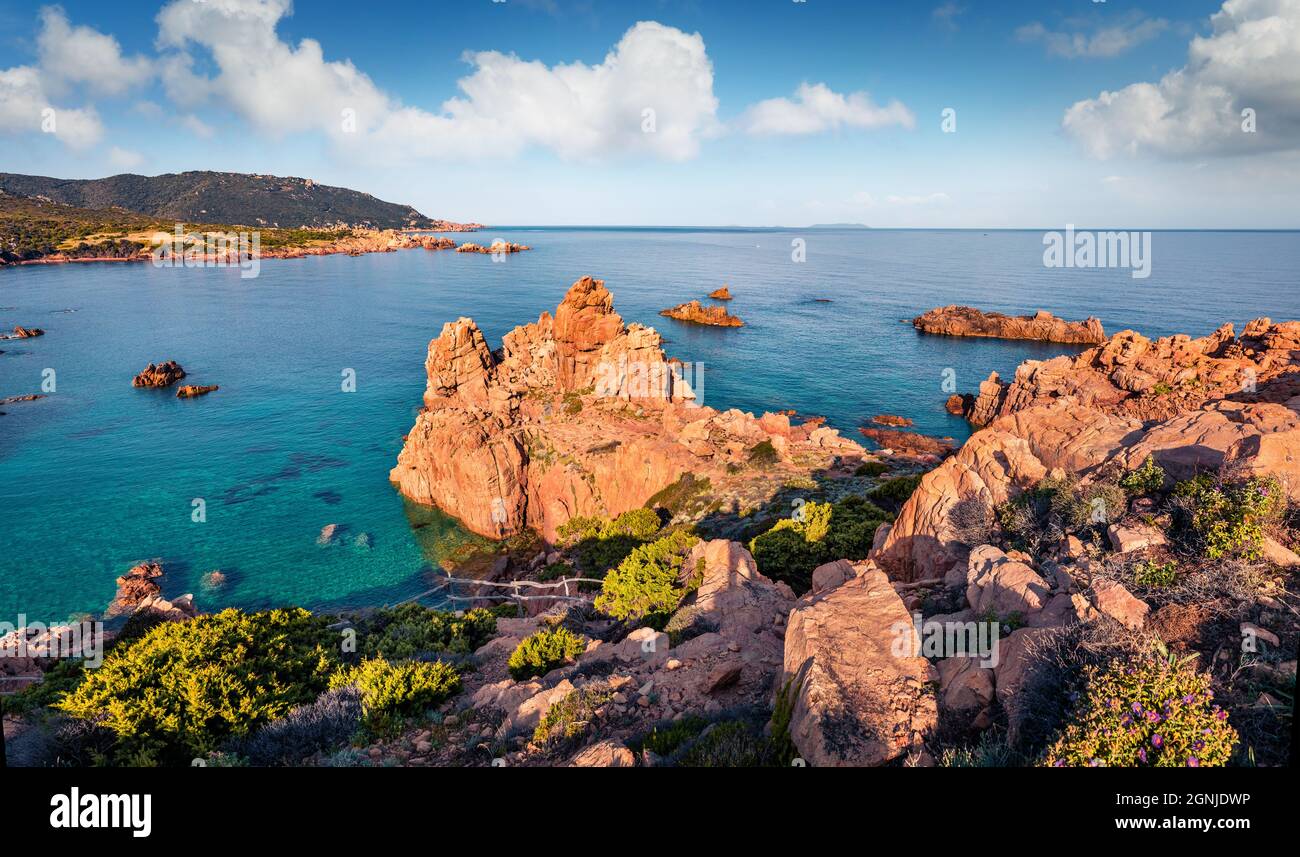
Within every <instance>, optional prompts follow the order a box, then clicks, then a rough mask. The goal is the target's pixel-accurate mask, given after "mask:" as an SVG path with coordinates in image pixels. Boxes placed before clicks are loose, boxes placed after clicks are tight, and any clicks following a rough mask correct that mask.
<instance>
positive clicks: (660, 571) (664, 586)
mask: <svg viewBox="0 0 1300 857" xmlns="http://www.w3.org/2000/svg"><path fill="white" fill-rule="evenodd" d="M698 541H699V538H698V537H697V536H694V534H692V533H690V532H688V531H684V529H676V531H673V532H671V533H668V534H667V536H664V537H663V538H659V540H656V541H653V542H650V544H647V545H642V546H640V547H637V549H636V550H633V551H632V553H630V554H628V557H627V558H625V559H624V560H623V562H621V563H619V567H617V568H615V570H614V571H611V572H610V574H607V575H606V576H604V583H603V585H602V588H601V594H599V596H597V598H595V607H597V609H598V610H601V611H602V613H604V614H606V615H610V616H614V618H615V619H621V620H625V622H641V620H646V619H650V620H651V622H658V623H659V624H662V622H666V620H667V619H668V616H669V615H671V614H672V611H673V610H676V609H677V605H680V603H681V598H682V597H684V596H685V594H686V592H688V588H686V587H684V585H682V584H681V583H680V581H679V579H680V572H681V564H682V562H684V559H685V554H686V551H688V550H690V547H693V546H694V545H695V544H697V542H698Z"/></svg>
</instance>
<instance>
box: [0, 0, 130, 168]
mask: <svg viewBox="0 0 1300 857" xmlns="http://www.w3.org/2000/svg"><path fill="white" fill-rule="evenodd" d="M36 52H38V60H39V61H38V64H36V65H16V66H13V68H9V69H0V134H30V133H45V134H49V135H52V137H53V138H55V139H57V140H60V142H62V143H65V144H68V146H70V147H73V148H78V150H83V148H88V147H91V146H95V144H96V143H98V142H99V140H100V139H101V138H103V135H104V125H103V122H100V120H99V114H98V113H96V112H95V109H94V108H91V107H83V108H72V107H60V105H57V104H56V103H55V101H56V100H62V99H64V98H65V96H66V95H68V94H69V91H70V90H72V88H73V87H77V86H81V87H85V88H87V90H90V91H94V92H98V94H101V95H121V94H122V92H125V91H126V90H129V88H130V87H133V86H138V85H139V83H143V82H144V81H147V79H148V78H149V75H151V74H152V70H151V65H149V61H148V60H144V59H142V57H131V59H126V57H123V56H122V51H121V48H120V46H118V44H117V40H116V39H113V38H112V36H108V35H104V34H101V33H98V31H95V30H91V29H90V27H82V26H79V27H74V26H72V25H70V23H69V22H68V16H66V14H64V10H62V9H61V8H59V7H45V8H43V9H42V10H40V31H39V34H38V36H36Z"/></svg>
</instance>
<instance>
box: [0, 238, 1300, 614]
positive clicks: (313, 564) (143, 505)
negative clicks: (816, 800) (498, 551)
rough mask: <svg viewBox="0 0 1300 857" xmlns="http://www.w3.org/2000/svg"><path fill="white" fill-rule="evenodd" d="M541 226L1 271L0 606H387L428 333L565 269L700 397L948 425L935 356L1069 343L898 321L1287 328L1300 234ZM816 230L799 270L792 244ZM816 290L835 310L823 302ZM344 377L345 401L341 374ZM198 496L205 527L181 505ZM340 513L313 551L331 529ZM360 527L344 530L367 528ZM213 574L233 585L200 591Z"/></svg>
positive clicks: (0, 437)
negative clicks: (1143, 241) (707, 312)
mask: <svg viewBox="0 0 1300 857" xmlns="http://www.w3.org/2000/svg"><path fill="white" fill-rule="evenodd" d="M498 237H500V238H506V239H510V241H519V242H523V243H528V244H532V246H533V247H534V250H533V251H530V252H526V254H520V255H515V256H510V257H508V259H507V260H506V261H504V263H494V261H493V260H491V257H489V256H480V255H467V254H454V252H426V251H422V250H411V251H400V252H394V254H378V255H369V256H357V257H350V256H324V257H308V259H298V260H268V261H264V263H263V267H261V276H260V277H257V278H252V280H240V278H239V277H238V273H237V272H234V270H229V269H155V268H152V267H149V265H135V264H133V265H126V264H77V265H56V267H31V268H22V269H8V270H0V325H3V326H4V329H9V328H12V326H13V325H14V324H25V325H35V326H40V328H44V329H45V330H47V334H45V336H44V337H42V338H38V339H29V341H21V342H4V343H0V349H3V350H4V351H5V354H3V355H0V398H4V397H8V395H16V394H25V393H38V391H39V390H40V385H42V372H43V371H44V369H47V368H52V369H55V372H56V382H57V386H56V391H55V393H53V394H52V395H49V397H48V398H45V399H42V401H39V402H31V403H18V404H12V406H5V407H4V408H0V410H5V411H8V415H6V416H3V417H0V618H6V616H13V615H14V614H18V613H25V614H26V615H27V616H29V619H40V620H47V622H48V620H57V619H61V618H65V616H68V615H70V614H74V613H79V611H100V610H103V607H104V606H105V605H107V602H108V601H109V600H110V598H112V594H113V590H114V584H113V580H114V577H116V576H117V575H120V574H121V572H122V571H125V570H126V568H127V567H130V566H131V564H133V563H135V562H139V560H142V559H149V558H161V559H162V560H164V562H165V564H166V568H168V577H166V585H165V592H168V593H169V594H178V593H182V592H195V593H196V594H198V597H199V602H200V606H203V607H204V609H214V607H220V606H225V605H234V606H240V607H261V606H269V605H279V603H302V605H305V606H311V607H331V606H333V607H337V606H355V605H367V603H382V602H391V601H395V600H399V598H403V597H408V596H412V594H415V593H417V592H420V590H422V589H425V588H428V583H426V580H425V575H426V574H428V571H429V570H430V568H432V567H434V566H435V564H437V562H438V560H439V559H441V558H442V557H443V555H445V554H446V550H447V547H448V545H454V544H456V542H458V541H459V540H460V538H461V536H460V534H459V532H458V529H456V528H455V524H454V521H451V520H450V519H448V518H446V516H443V515H439V514H437V512H434V511H432V510H424V508H417V507H412V506H409V505H407V503H404V502H403V501H402V499H400V497H398V495H396V493H395V492H394V490H393V489H391V486H390V485H389V482H387V472H389V468H390V467H391V466H393V462H394V459H395V456H396V453H398V450H399V449H400V443H402V436H403V433H404V432H406V430H407V429H408V428H409V427H411V423H412V419H413V414H415V410H416V408H417V407H419V404H420V397H421V393H422V390H424V381H425V376H424V358H425V350H426V347H428V342H429V339H430V338H432V337H434V336H437V333H438V330H439V329H441V328H442V324H443V323H445V321H448V320H452V319H455V317H458V316H472V317H473V319H476V320H477V321H478V324H480V325H481V326H482V329H484V333H485V334H486V336H487V338H489V341H490V342H491V343H493V345H494V346H495V345H498V343H499V338H500V336H502V334H504V333H506V332H507V330H508V329H510V328H512V326H513V325H516V324H521V323H525V321H532V320H536V317H537V315H538V313H539V312H541V311H543V310H554V308H555V304H556V303H558V302H559V300H560V298H562V297H563V294H564V291H565V289H567V287H568V285H569V283H571V282H572V281H573V280H576V278H577V277H580V276H582V274H593V276H597V277H603V278H604V280H606V283H607V286H608V287H610V289H611V290H612V291H614V294H615V306H616V308H617V310H619V311H620V312H621V313H623V316H624V319H627V320H628V321H641V323H643V324H649V325H654V326H655V328H658V329H659V330H660V332H662V333H663V334H664V337H666V338H667V339H668V346H667V350H668V352H669V354H673V355H676V356H680V358H682V359H685V360H692V362H702V363H703V367H705V376H703V377H705V385H703V398H705V402H706V403H708V404H712V406H715V407H732V406H735V407H741V408H745V410H750V411H755V412H758V411H762V410H776V408H797V410H798V411H800V412H801V414H819V415H824V416H827V417H828V419H829V421H831V423H832V424H833V425H836V427H839V428H841V429H844V430H846V432H850V433H852V432H854V429H855V428H857V427H858V425H859V424H861V423H862V421H863V420H866V419H868V417H870V416H871V415H874V414H879V412H892V414H901V415H905V416H909V417H911V419H914V420H915V421H917V428H918V429H920V430H924V432H928V433H937V434H948V436H953V437H957V438H962V437H965V436H966V427H965V424H963V423H962V421H961V420H958V419H956V417H952V416H948V415H946V414H945V412H944V410H943V404H944V399H945V393H944V391H943V389H941V382H943V378H944V372H945V369H952V371H953V372H954V373H956V380H957V386H958V389H959V390H963V391H969V390H974V389H975V386H976V385H978V382H979V381H980V380H982V378H983V377H985V376H987V375H988V372H989V371H992V369H997V371H1000V372H1002V373H1009V372H1011V371H1013V369H1014V367H1015V365H1017V364H1018V363H1019V362H1021V360H1023V359H1027V358H1047V356H1052V355H1056V354H1061V352H1065V351H1071V349H1069V347H1066V346H1054V345H1039V343H1026V342H998V341H987V339H949V338H940V337H922V336H919V334H917V333H915V332H914V330H913V329H911V326H910V325H906V324H902V323H901V320H902V319H910V317H911V316H914V315H917V313H919V312H922V311H924V310H928V308H931V307H935V306H940V304H948V303H971V304H975V306H979V307H982V308H985V310H1000V311H1006V312H1027V311H1031V310H1037V308H1045V310H1050V311H1052V312H1056V313H1057V315H1061V316H1065V317H1069V319H1082V317H1084V316H1087V315H1097V316H1100V317H1101V320H1102V323H1104V324H1105V325H1106V329H1108V330H1109V332H1113V330H1118V329H1122V328H1126V326H1131V328H1136V329H1140V330H1143V332H1144V333H1148V334H1169V333H1177V332H1186V333H1191V334H1204V333H1209V332H1210V330H1212V329H1213V328H1216V326H1217V325H1218V324H1221V323H1222V321H1234V323H1238V324H1240V323H1243V321H1245V320H1248V319H1251V317H1253V316H1258V315H1270V316H1273V317H1274V319H1300V289H1297V278H1300V234H1296V233H1157V234H1156V235H1154V247H1153V257H1154V263H1153V272H1152V276H1151V277H1149V278H1148V280H1132V278H1130V276H1128V273H1127V272H1125V270H1105V269H1102V270H1084V269H1045V268H1043V265H1041V254H1043V247H1041V233H1039V231H991V233H982V231H876V230H871V231H863V230H803V231H781V230H689V229H664V230H646V229H625V230H589V229H536V228H503V229H491V230H487V231H486V233H484V235H482V238H485V239H489V241H490V239H493V238H498ZM796 238H802V239H805V241H806V244H807V256H806V261H803V263H794V261H792V259H790V252H792V247H790V242H792V241H793V239H796ZM724 282H727V283H729V285H731V289H732V293H733V294H735V295H736V300H733V302H732V304H731V310H732V312H735V313H737V315H740V316H741V317H742V319H744V320H745V321H746V326H744V328H741V329H729V330H719V329H711V328H697V326H690V325H684V324H681V323H676V321H672V320H669V319H663V317H660V316H659V315H658V312H659V310H662V308H664V307H668V306H672V304H676V303H680V302H682V300H688V299H690V298H703V295H705V294H707V293H708V291H711V290H712V289H715V287H718V286H720V285H722V283H724ZM822 300H828V302H822ZM166 359H174V360H178V362H179V363H181V364H182V365H183V367H185V368H186V371H187V372H188V373H190V378H187V381H186V382H192V384H218V385H221V389H220V390H218V391H217V393H213V394H212V395H209V397H205V398H200V399H195V401H178V399H175V398H174V391H166V390H162V391H159V390H138V389H134V388H131V377H133V376H134V375H135V373H136V372H139V371H140V369H142V368H143V367H144V365H146V364H147V363H149V362H151V360H153V362H157V360H166ZM347 368H351V369H355V373H356V391H355V393H343V391H342V390H341V384H342V377H341V373H342V372H343V369H347ZM195 498H201V499H203V501H204V502H205V507H207V520H205V521H203V523H195V521H192V520H191V512H192V501H194V499H195ZM331 523H334V524H341V525H343V527H344V531H343V536H342V537H341V538H339V540H337V544H334V545H330V546H320V545H318V544H317V537H318V534H320V531H321V528H322V527H324V525H326V524H331ZM363 534H364V537H363V538H361V540H360V541H361V542H368V544H357V537H361V536H363ZM218 568H220V570H222V571H224V572H225V574H226V575H227V579H229V581H227V584H226V587H225V588H222V589H221V590H217V592H204V590H201V589H200V585H199V581H200V579H201V577H203V575H204V574H207V572H208V571H212V570H218Z"/></svg>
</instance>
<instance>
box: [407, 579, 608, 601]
mask: <svg viewBox="0 0 1300 857" xmlns="http://www.w3.org/2000/svg"><path fill="white" fill-rule="evenodd" d="M581 583H594V584H601V583H604V581H603V580H599V579H597V577H560V579H559V580H554V581H547V583H543V581H539V580H474V579H473V577H452V576H451V575H447V576H446V577H442V579H439V584H438V585H437V587H434V588H433V589H428V590H425V592H421V593H420V594H417V596H412V597H409V598H404V600H402V601H399V602H398V605H404V603H409V602H412V601H419V600H420V598H424V597H426V596H432V594H434V593H441V594H442V597H443V598H446V600H447V601H521V602H523V601H546V600H551V601H586V598H584V597H582V596H576V594H571V593H569V588H568V585H569V584H581ZM455 584H464V585H469V587H500V588H504V589H510V590H511V592H510V593H506V594H487V593H480V594H474V596H456V594H448V593H446V592H445V590H446V589H447V588H448V587H451V585H455ZM521 587H523V588H530V589H546V590H551V589H560V588H563V589H564V592H563V594H539V596H525V594H523V593H521V592H520V588H521Z"/></svg>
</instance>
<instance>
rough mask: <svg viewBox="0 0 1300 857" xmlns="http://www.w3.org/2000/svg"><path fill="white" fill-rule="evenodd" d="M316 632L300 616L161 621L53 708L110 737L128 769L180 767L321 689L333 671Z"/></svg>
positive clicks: (322, 689) (263, 613)
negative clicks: (63, 710)
mask: <svg viewBox="0 0 1300 857" xmlns="http://www.w3.org/2000/svg"><path fill="white" fill-rule="evenodd" d="M325 626H326V620H325V619H322V618H320V616H313V615H312V614H309V613H308V611H305V610H302V609H291V610H270V611H266V613H252V614H246V613H242V611H239V610H234V609H229V610H222V611H221V613H217V614H209V615H201V616H198V618H195V619H191V620H188V622H169V623H166V624H162V626H159V627H156V628H153V629H152V631H149V632H148V633H146V635H144V637H142V639H140V640H138V641H136V642H134V644H131V645H129V646H126V648H125V649H122V648H116V646H114V649H113V650H112V652H110V653H108V654H107V655H105V658H104V663H103V666H100V668H98V670H94V671H91V672H88V674H87V676H86V679H85V681H82V683H81V685H79V687H77V689H75V691H73V692H72V693H69V694H68V696H66V697H65V698H64V700H61V701H60V702H57V704H56V707H59V709H61V710H64V711H66V713H68V714H72V715H73V717H78V718H83V719H90V720H95V722H98V723H100V724H101V726H104V727H105V728H109V730H112V731H113V732H114V733H117V736H118V743H120V748H118V750H120V757H121V758H129V759H130V761H131V762H133V763H136V765H159V763H188V762H190V759H192V758H195V757H199V756H204V754H207V753H208V752H211V750H216V749H220V746H221V745H222V744H225V743H226V741H227V740H230V739H231V737H240V736H244V735H248V733H251V732H252V731H253V730H255V728H256V727H259V726H261V724H263V723H268V722H270V720H273V719H276V718H278V717H282V715H283V714H286V713H287V711H289V710H290V709H292V707H294V706H295V705H302V704H304V702H309V701H311V700H315V698H316V696H317V694H318V693H320V692H321V691H324V689H325V687H326V684H328V681H329V675H330V672H331V671H333V670H334V668H335V667H337V666H338V662H339V659H338V637H337V636H335V635H333V633H330V632H329V631H328V629H326V627H325Z"/></svg>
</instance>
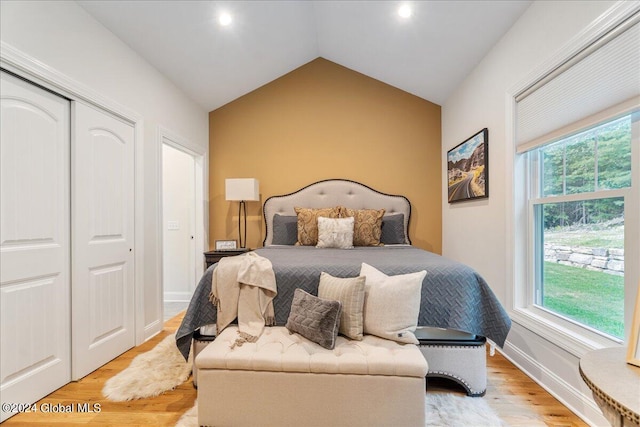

▶ WHAT THE EXERCISE ASKS: A copy of each line in the data above that holds the string "positive" is needed.

▶ RESPONSE AREA:
positive clicks: (660, 571) (664, 586)
positive clicks: (313, 564) (143, 505)
positive clicks: (0, 437)
positive clicks: (322, 689) (263, 613)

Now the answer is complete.